_EXERCISE_
Pick up the guide on private sector investment in coastal resilience after its last sentence and keep writing it.

_DOCUMENT EXCERPT_
──────
A guide to private sector investment in coastal resilience
Coastal resilience is the ability of a coastal community to bounce back after hazardous events such as storms; and, more narrowly, the protection of people and property provided by natural infrastructure such as mangroves or coral reefs.
Based on the latest scientific reports that discuss interconnected and multi-dimensional risk, we believe that while some economic sectors might have a more direct risk reduction benefit than others from investing in coastal resilience, all private sector actors can mitigate certain types of risk they are now facing, or will be facing in the near future.
Coastal Resilience as part of risk mitigation
The 2022 IPCC peport states that worldwide climate resilient development action, based in part on safeguarding biodiversity and ecosystems, is more urgent than previously assessed.
──────
_ENTRIES SHOWN_
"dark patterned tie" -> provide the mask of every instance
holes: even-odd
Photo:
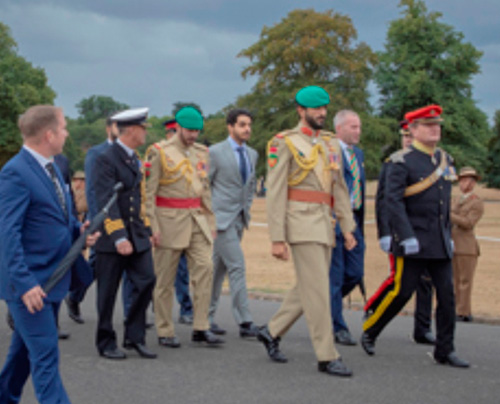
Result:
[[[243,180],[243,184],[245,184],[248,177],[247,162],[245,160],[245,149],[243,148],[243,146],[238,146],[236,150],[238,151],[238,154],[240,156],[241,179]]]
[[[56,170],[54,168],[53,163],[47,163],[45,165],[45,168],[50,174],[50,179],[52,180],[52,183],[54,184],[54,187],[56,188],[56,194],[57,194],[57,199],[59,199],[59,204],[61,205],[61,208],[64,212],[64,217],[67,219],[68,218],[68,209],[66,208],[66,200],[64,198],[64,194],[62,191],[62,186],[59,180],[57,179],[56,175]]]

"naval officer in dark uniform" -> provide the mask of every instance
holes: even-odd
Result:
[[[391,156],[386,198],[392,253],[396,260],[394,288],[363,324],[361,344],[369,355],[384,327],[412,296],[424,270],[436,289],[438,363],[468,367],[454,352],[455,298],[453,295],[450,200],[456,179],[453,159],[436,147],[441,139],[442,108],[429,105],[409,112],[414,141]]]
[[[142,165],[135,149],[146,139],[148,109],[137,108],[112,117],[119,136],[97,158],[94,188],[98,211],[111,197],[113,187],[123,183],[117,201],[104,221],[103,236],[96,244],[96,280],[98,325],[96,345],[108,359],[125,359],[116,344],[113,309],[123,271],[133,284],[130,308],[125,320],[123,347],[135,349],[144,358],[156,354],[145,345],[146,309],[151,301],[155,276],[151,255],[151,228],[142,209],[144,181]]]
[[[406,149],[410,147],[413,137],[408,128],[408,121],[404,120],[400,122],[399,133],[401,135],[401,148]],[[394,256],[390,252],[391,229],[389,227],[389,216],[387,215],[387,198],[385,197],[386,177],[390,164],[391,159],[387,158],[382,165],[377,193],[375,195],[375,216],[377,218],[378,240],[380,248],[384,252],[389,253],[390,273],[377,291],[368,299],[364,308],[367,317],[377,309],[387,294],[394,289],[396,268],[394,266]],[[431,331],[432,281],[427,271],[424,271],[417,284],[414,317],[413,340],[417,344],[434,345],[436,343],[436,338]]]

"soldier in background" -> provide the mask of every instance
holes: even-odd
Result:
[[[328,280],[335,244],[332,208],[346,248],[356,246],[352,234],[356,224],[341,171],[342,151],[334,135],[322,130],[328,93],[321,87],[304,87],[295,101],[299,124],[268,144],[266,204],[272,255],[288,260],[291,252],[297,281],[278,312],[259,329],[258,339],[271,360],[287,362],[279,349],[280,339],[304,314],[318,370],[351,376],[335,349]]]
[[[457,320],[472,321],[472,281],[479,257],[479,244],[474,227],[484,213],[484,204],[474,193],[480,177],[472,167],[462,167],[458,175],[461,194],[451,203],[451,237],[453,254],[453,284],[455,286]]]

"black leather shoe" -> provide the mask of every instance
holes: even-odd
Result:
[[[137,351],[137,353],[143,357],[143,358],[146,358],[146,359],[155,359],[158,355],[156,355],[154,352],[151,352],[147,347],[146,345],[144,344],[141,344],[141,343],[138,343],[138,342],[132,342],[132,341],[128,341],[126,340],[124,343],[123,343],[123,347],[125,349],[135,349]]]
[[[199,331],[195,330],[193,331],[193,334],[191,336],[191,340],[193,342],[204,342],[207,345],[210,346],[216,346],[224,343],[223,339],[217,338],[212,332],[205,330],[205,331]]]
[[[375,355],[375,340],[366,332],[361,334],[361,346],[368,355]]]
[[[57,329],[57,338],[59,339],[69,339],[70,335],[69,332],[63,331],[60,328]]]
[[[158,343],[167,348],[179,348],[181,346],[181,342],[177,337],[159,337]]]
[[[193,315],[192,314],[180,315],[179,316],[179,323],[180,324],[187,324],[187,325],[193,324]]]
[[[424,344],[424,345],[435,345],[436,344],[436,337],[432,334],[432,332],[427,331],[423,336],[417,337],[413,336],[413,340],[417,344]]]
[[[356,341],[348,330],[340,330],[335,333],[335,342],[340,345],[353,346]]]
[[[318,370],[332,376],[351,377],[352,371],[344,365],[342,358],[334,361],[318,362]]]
──────
_ANSWER TO THE EXERCISE_
According to the IPCC, climate resilient development is enabled when governments, civil society and the private sector make inclusive development choices that prioritize risk reduction, equity and justice. And when decision-making processes, finance and actions are integrated across governance levels, sectors and timeframes.
With a tenth of the world’s population and physical assets either living in or located at less than 10 meters above sea level, coastal cities and their economic assets are disproportionately affected by sea-level rise, and other climate-compounding climate- and ocean-driven impacts.
Against this backdrop of predicted impacts from sea-level rise, the future viability of entire sectors of the ocean economy are at risk from climate change, as ecosystems are degraded, coastal infrastructure faces increasing risks, and the safety of operations at sea deteriorates.
At the same time, as commercial uses of the ocean accelerate and climate change impacts worsen, marine ecosystems and the communities who depend on them face an unprecedented expansion in the extent, intensity, and diversity of these stressors, leading to cumulative pressures and the emergence of new interconnected biophysical, social, geopolitical and financial risks.
Investing in coastal resilience
Nature-related risks matter to businesses due to impacts on markets, operations, supply chains, and customer base. Beyond the motivation for biosphere stewardship generally, and ocean stewardship specifically, the economic rationale for investing in coastal ecosystems is strong.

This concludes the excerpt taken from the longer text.